↓

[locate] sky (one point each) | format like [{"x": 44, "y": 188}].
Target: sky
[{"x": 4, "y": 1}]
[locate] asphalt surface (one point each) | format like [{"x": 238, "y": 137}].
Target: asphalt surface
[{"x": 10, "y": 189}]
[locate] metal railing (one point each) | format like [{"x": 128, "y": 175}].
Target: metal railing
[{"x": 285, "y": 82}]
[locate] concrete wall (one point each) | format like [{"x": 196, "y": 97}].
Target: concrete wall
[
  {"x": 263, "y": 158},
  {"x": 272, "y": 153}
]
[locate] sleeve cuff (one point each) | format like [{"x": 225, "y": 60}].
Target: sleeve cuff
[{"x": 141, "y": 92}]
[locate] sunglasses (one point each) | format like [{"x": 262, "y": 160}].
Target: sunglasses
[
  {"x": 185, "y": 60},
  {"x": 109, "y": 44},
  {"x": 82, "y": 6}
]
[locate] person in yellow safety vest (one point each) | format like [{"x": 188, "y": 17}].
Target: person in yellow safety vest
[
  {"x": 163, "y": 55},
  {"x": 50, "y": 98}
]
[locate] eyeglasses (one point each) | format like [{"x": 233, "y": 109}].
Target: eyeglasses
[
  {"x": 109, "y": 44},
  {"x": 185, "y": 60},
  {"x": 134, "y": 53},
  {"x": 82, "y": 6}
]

↑

# WHAT YOU SHOULD DO:
Render every line of the items above as a JSON array of strings, one string per line, and skip any blank lines.

# IN RESPONSE:
[
  "[locate] sky (one point each) | format like [{\"x\": 44, \"y\": 188}].",
  "Target: sky",
  "[{\"x\": 4, \"y\": 1}]",
  "[locate] asphalt surface (one point each) | format like [{\"x\": 238, \"y\": 137}].",
  "Target: asphalt surface",
  "[{\"x\": 10, \"y\": 189}]",
  "[locate] metal railing (one point each) | format like [{\"x\": 128, \"y\": 175}].",
  "Target: metal railing",
  "[{\"x\": 285, \"y\": 82}]",
  "[locate] concrete wall (one point each) | format like [{\"x\": 196, \"y\": 97}].",
  "Target: concrete wall",
  "[",
  "  {\"x\": 263, \"y\": 158},",
  "  {\"x\": 272, \"y\": 153}",
  "]",
  "[locate] sleeve cuff (one point each) | format like [{\"x\": 225, \"y\": 60}].",
  "Target: sleeve cuff",
  "[{\"x\": 141, \"y\": 92}]",
  "[locate] sunglasses (one point each) | format like [{\"x\": 262, \"y\": 160}].",
  "Target: sunglasses",
  "[",
  "  {\"x\": 185, \"y\": 60},",
  "  {\"x\": 109, \"y\": 44},",
  "  {\"x\": 82, \"y\": 6}",
  "]",
  "[locate] person in yellow safety vest (one point each) | format like [{\"x\": 188, \"y\": 17}].",
  "Target: person in yellow safety vest",
  "[",
  "  {\"x\": 163, \"y\": 55},",
  "  {\"x\": 50, \"y\": 98}",
  "]",
  "[locate] eyeglasses (one point each) | format like [{\"x\": 233, \"y\": 109}].",
  "Target: eyeglasses",
  "[",
  "  {\"x\": 109, \"y\": 44},",
  "  {\"x\": 185, \"y\": 60},",
  "  {\"x\": 134, \"y\": 53},",
  "  {\"x\": 82, \"y\": 6}",
  "]"
]